* About this exercise *
Please copy each line in the records below that contains the string "clicks".

*** Input ***

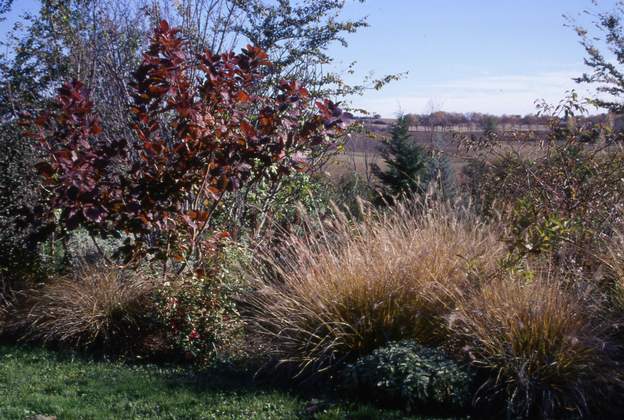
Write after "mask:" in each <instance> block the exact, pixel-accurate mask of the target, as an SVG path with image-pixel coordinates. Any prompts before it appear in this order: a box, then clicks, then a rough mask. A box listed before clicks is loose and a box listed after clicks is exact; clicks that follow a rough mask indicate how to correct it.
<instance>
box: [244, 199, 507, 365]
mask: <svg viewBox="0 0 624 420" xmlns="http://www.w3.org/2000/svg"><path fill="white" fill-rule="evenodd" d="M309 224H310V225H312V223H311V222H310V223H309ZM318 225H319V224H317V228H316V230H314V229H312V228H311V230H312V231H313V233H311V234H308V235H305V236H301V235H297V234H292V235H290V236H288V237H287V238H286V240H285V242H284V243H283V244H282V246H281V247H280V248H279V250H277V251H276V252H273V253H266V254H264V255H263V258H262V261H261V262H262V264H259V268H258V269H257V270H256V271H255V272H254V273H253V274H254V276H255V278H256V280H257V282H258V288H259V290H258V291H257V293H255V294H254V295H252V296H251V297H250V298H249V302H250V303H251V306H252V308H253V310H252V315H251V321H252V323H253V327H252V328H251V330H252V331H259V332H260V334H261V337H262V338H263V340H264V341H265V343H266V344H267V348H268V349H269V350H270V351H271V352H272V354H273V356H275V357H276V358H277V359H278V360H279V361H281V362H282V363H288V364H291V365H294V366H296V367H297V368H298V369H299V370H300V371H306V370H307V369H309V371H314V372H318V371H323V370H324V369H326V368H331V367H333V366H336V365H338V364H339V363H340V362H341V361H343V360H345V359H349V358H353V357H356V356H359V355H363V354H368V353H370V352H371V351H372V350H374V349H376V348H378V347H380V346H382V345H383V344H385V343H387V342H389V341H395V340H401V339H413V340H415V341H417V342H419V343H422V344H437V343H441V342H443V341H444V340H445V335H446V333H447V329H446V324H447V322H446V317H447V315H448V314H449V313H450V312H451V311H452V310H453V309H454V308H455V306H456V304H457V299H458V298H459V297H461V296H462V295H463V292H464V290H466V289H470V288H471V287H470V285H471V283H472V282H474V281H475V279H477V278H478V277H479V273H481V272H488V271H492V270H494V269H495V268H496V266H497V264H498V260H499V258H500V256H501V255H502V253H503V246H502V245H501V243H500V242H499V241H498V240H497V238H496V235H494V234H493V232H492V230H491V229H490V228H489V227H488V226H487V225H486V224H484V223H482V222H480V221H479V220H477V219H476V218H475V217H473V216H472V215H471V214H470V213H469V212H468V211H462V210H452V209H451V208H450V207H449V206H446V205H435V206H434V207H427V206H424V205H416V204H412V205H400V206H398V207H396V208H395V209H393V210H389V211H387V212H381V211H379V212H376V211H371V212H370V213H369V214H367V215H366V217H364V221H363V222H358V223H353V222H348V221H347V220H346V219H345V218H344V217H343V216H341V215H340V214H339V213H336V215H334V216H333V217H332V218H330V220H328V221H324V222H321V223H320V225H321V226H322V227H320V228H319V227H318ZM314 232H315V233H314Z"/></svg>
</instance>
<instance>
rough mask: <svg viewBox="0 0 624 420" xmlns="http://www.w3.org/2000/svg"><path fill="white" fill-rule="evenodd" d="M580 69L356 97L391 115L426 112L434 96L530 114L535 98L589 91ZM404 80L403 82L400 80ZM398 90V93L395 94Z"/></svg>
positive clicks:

*** End of Input ***
*** Input ***

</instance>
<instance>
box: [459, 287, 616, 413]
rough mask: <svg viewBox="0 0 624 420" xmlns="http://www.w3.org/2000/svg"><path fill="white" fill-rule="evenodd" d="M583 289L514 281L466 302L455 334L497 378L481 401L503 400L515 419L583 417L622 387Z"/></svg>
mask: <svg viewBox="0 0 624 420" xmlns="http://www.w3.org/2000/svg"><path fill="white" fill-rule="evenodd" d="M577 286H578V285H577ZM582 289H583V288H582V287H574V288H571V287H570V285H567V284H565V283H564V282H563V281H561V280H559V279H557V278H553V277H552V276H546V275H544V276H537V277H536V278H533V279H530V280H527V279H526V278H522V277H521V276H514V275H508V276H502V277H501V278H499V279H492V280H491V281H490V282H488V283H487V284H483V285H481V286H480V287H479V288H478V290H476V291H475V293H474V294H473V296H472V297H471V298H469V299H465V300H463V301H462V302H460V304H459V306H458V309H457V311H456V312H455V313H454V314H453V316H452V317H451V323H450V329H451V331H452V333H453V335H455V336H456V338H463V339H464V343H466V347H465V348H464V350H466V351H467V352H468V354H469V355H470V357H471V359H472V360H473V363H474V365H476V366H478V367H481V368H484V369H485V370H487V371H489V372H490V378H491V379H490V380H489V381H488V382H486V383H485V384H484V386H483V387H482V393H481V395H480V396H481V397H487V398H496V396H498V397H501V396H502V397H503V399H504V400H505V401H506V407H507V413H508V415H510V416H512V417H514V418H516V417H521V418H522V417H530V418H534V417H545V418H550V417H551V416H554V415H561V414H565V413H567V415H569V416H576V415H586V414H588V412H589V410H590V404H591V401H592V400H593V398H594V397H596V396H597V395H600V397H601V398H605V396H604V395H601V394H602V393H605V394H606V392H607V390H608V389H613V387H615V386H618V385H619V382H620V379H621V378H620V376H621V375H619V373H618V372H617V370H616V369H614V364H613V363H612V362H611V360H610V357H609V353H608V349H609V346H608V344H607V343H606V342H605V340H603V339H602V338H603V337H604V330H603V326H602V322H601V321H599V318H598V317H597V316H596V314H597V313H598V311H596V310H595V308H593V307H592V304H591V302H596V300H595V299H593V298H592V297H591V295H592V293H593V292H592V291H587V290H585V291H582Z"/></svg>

*** End of Input ***

* Written solution *
Write after "mask:" in each <instance> block the exact, pixel-accurate mask of the target, as an SVG path with image-pixel coordinates. Any prompts before it appear in this order: a box, then clicks, then a rough mask. A box listed before clicks is loose and a box listed after clicks is exact; clicks that follow a rough mask indicate how to correct it.
positive clicks:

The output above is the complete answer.